— TASK STATEMENT —
Give back the entries that follow exactly as written. Any picture gets left out.

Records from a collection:
------------------------

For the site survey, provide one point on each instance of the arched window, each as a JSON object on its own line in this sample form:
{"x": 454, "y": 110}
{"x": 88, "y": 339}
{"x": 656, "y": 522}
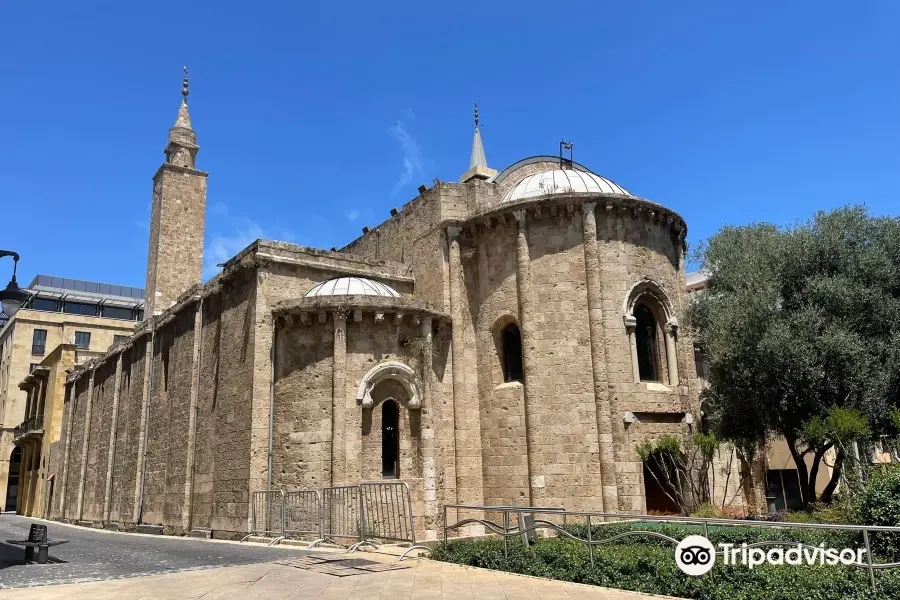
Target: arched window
{"x": 390, "y": 439}
{"x": 645, "y": 334}
{"x": 512, "y": 353}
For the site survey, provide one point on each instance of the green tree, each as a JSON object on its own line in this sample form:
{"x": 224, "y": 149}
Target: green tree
{"x": 800, "y": 326}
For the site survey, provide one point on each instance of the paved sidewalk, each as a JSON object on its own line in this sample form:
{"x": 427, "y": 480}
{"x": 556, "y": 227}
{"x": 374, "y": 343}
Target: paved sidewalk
{"x": 424, "y": 580}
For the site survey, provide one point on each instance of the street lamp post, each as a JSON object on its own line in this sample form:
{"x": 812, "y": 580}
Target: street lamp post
{"x": 13, "y": 296}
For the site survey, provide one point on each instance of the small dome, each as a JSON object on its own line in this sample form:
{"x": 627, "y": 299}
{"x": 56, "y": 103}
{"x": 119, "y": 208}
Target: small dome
{"x": 352, "y": 286}
{"x": 562, "y": 181}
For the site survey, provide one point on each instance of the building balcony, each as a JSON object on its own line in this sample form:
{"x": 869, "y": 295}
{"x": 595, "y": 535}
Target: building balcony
{"x": 32, "y": 428}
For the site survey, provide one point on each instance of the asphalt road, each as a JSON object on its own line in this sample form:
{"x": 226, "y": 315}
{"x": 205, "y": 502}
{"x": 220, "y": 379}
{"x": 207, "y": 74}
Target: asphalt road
{"x": 93, "y": 555}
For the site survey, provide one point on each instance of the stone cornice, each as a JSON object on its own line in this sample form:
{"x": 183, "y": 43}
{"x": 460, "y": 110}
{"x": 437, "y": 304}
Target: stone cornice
{"x": 554, "y": 205}
{"x": 177, "y": 169}
{"x": 347, "y": 305}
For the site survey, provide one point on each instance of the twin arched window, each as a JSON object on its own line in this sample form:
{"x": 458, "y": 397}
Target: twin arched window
{"x": 390, "y": 439}
{"x": 651, "y": 324}
{"x": 646, "y": 340}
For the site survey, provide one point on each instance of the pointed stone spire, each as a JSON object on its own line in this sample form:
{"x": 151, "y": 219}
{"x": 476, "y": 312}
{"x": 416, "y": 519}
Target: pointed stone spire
{"x": 184, "y": 116}
{"x": 182, "y": 148}
{"x": 477, "y": 159}
{"x": 478, "y": 168}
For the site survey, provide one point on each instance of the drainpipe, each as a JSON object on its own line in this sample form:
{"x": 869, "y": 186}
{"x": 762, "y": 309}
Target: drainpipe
{"x": 140, "y": 514}
{"x": 188, "y": 510}
{"x": 271, "y": 399}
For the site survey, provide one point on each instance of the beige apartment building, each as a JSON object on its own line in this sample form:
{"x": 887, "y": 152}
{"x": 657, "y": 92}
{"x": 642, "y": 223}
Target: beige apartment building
{"x": 64, "y": 323}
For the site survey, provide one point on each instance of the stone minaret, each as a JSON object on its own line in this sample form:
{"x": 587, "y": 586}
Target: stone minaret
{"x": 478, "y": 168}
{"x": 175, "y": 261}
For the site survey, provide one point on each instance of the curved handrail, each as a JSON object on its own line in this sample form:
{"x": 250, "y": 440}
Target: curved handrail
{"x": 542, "y": 524}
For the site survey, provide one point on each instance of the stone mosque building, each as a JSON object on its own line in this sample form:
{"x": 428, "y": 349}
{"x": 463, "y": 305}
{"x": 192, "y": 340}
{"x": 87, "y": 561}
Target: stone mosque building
{"x": 508, "y": 339}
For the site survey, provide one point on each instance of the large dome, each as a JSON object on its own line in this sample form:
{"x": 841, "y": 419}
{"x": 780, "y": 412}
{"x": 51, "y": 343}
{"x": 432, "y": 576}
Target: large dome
{"x": 562, "y": 181}
{"x": 352, "y": 286}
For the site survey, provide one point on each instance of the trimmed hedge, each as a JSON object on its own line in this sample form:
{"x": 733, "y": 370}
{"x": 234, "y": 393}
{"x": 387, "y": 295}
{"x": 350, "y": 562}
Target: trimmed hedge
{"x": 734, "y": 534}
{"x": 650, "y": 568}
{"x": 879, "y": 504}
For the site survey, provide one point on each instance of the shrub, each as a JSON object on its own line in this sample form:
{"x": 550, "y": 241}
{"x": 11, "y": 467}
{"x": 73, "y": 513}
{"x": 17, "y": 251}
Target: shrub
{"x": 879, "y": 504}
{"x": 651, "y": 569}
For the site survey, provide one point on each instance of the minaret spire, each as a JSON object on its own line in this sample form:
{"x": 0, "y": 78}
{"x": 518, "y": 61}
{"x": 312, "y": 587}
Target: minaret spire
{"x": 177, "y": 217}
{"x": 184, "y": 116}
{"x": 478, "y": 168}
{"x": 182, "y": 147}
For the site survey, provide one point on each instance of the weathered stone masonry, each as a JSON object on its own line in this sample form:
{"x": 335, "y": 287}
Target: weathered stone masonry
{"x": 171, "y": 429}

------------------------

— REPLY TO THE EXERCISE —
For the site survey, provide one point on each instance of the arched window, each as a JSON object on its own line in this sample form:
{"x": 454, "y": 110}
{"x": 88, "y": 339}
{"x": 656, "y": 522}
Target: arched window
{"x": 390, "y": 439}
{"x": 645, "y": 334}
{"x": 512, "y": 353}
For the site survey, provide one point on each instance of the green tree, each as a JSON object on its own line in this sample form:
{"x": 224, "y": 149}
Target: green tree
{"x": 800, "y": 326}
For the site survey, provide one point on each instance of the paved sidewalk, each as a JSON object on its own line in this sample form:
{"x": 427, "y": 480}
{"x": 556, "y": 227}
{"x": 374, "y": 343}
Target: paved sidewalk
{"x": 424, "y": 580}
For the site survey, provide one point on each instance of the street lamp post, each as a JSON object on its own line in this sample form:
{"x": 812, "y": 580}
Target: street lamp post
{"x": 13, "y": 296}
For the site survey, provide one point on each instance of the small dome, each as a JSON object on its own line in this sample form:
{"x": 627, "y": 299}
{"x": 56, "y": 103}
{"x": 119, "y": 208}
Target: small dome
{"x": 352, "y": 286}
{"x": 562, "y": 181}
For the site survey, provide one point on each instance of the building balcony, each as a JSON object on its own line in this sample form:
{"x": 869, "y": 295}
{"x": 595, "y": 535}
Target: building balcony
{"x": 32, "y": 428}
For the site survey, provide one point on each instance of the asphalt road, each as a JSON object on its own line in this sample form:
{"x": 226, "y": 315}
{"x": 205, "y": 502}
{"x": 220, "y": 379}
{"x": 207, "y": 74}
Target: asphalt road
{"x": 93, "y": 555}
For the site survey, provide one point on each instance of the stone cornice, each as a JSON object on its own line in this sample form:
{"x": 183, "y": 43}
{"x": 460, "y": 110}
{"x": 437, "y": 304}
Target: stone cornice
{"x": 554, "y": 205}
{"x": 177, "y": 169}
{"x": 347, "y": 305}
For the site survey, provide one point on each instance of the twin arched window, each as a JSON object on its own line in this sample form:
{"x": 458, "y": 397}
Target: twin arched window
{"x": 390, "y": 439}
{"x": 651, "y": 324}
{"x": 646, "y": 340}
For the site survey, provide one point on each instance of the pointed stone spire, each as a JSON object on its own line in this sample form:
{"x": 151, "y": 219}
{"x": 476, "y": 312}
{"x": 416, "y": 519}
Target: pointed stone spire
{"x": 184, "y": 116}
{"x": 182, "y": 148}
{"x": 477, "y": 159}
{"x": 478, "y": 168}
For the site survey, provide one point on each instance of the drainpipe, each as a JSON object on its own line in this sample form:
{"x": 869, "y": 186}
{"x": 762, "y": 309}
Target: drainpipe
{"x": 140, "y": 514}
{"x": 188, "y": 510}
{"x": 271, "y": 399}
For the site survey, provide one point on each instance of the beige apartment building, each as a JSON object on its own line in this sample form:
{"x": 887, "y": 152}
{"x": 657, "y": 92}
{"x": 642, "y": 223}
Target: beige apartment building
{"x": 64, "y": 323}
For the site survey, provide one point on each instance of the stone minaret, each as a JSON object on its own line in this sample form:
{"x": 587, "y": 586}
Target: stone minaret
{"x": 478, "y": 168}
{"x": 175, "y": 261}
For the site survey, provide one point on each instance of the curved handrail, each as a JSON object on its own line in this sample form:
{"x": 250, "y": 440}
Target: curved handrail
{"x": 542, "y": 524}
For the site survey, provide one point on each instance of the stone mosque building, each as a JSON object on its own line in this sample form:
{"x": 428, "y": 349}
{"x": 463, "y": 305}
{"x": 192, "y": 340}
{"x": 87, "y": 561}
Target: stone mosque building
{"x": 508, "y": 339}
For the site survey, provide one point on each instance of the large dome, each as a JSON object on its own line in this sample form:
{"x": 841, "y": 419}
{"x": 780, "y": 412}
{"x": 51, "y": 343}
{"x": 432, "y": 576}
Target: large dome
{"x": 562, "y": 181}
{"x": 352, "y": 286}
For the site survey, provide one point on each instance of the trimmed hedge, each as a JSON object on its own line in this sample form:
{"x": 733, "y": 370}
{"x": 234, "y": 393}
{"x": 387, "y": 295}
{"x": 350, "y": 562}
Target: trimmed hedge
{"x": 734, "y": 534}
{"x": 650, "y": 568}
{"x": 879, "y": 504}
For the site survey, provide one point on each instance of the shrub, each as a JSON object on its own line in this sample form:
{"x": 550, "y": 241}
{"x": 11, "y": 467}
{"x": 73, "y": 513}
{"x": 17, "y": 251}
Target: shrub
{"x": 879, "y": 504}
{"x": 651, "y": 569}
For the site survey, provide one point on each instance of the minaret spire, each as a JSON object on its own line in this sample form:
{"x": 0, "y": 78}
{"x": 518, "y": 61}
{"x": 312, "y": 587}
Target: minaret spire
{"x": 177, "y": 217}
{"x": 184, "y": 116}
{"x": 478, "y": 168}
{"x": 182, "y": 147}
For the site survey, provide one point on each instance of the weathered stone masonry, each as a JSON object on its own line in this sample form:
{"x": 335, "y": 287}
Target: weathered stone masonry
{"x": 171, "y": 429}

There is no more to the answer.